TASK STATEMENT: Check each line of the data for "model", and copy the ones that have it.

[Opening EXERCISE MATERIAL section]

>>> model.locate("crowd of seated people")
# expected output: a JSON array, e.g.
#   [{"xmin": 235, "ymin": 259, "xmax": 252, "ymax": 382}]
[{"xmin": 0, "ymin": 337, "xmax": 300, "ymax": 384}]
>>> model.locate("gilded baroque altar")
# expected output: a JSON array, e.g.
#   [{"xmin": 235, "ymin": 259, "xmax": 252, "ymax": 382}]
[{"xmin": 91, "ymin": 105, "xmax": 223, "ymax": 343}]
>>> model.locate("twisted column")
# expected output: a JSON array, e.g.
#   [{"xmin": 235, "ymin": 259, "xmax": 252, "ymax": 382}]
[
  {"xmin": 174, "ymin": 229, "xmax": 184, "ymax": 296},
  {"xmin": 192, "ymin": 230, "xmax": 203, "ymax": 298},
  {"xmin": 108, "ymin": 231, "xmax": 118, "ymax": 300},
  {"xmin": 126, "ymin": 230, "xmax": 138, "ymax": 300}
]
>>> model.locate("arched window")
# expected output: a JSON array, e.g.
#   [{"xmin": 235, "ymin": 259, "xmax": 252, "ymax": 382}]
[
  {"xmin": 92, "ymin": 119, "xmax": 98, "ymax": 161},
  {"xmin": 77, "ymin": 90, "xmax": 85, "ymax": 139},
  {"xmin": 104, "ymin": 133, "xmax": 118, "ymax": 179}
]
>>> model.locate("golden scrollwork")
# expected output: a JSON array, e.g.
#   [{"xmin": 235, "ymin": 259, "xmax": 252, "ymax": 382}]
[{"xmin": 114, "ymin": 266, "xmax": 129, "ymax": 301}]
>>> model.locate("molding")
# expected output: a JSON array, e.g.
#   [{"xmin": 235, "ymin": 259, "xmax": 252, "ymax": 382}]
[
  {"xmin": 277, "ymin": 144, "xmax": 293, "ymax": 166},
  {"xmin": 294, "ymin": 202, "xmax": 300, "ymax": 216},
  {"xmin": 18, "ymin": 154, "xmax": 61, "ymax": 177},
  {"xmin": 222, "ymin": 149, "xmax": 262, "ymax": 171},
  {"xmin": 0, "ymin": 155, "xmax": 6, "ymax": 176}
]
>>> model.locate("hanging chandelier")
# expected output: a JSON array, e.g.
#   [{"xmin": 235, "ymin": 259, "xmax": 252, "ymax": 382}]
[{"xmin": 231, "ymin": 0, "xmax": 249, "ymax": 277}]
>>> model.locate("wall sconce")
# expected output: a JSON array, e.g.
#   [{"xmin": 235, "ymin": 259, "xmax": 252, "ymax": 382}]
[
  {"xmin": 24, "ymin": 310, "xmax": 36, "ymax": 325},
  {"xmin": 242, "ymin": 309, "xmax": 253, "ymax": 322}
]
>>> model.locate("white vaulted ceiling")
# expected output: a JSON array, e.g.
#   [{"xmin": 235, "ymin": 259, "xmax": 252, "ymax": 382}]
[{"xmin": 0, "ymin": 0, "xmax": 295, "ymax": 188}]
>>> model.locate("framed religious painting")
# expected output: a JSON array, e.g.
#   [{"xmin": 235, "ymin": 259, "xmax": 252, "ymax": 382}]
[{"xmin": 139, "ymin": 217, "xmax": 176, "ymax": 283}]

[Closing EXERCISE MATERIAL section]

EXERCISE RESULT:
>>> model.locate("crowd of seated people")
>>> model.locate("gilded baroque altar")
>>> model.locate("twisted column")
>>> model.locate("arched window")
>>> model.locate("golden scrollwork")
>>> model.locate("molding")
>>> model.locate("hanging chandelier")
>>> model.locate("wall sconce")
>>> model.locate("white vaulted ceiling")
>>> model.locate("framed religious painting")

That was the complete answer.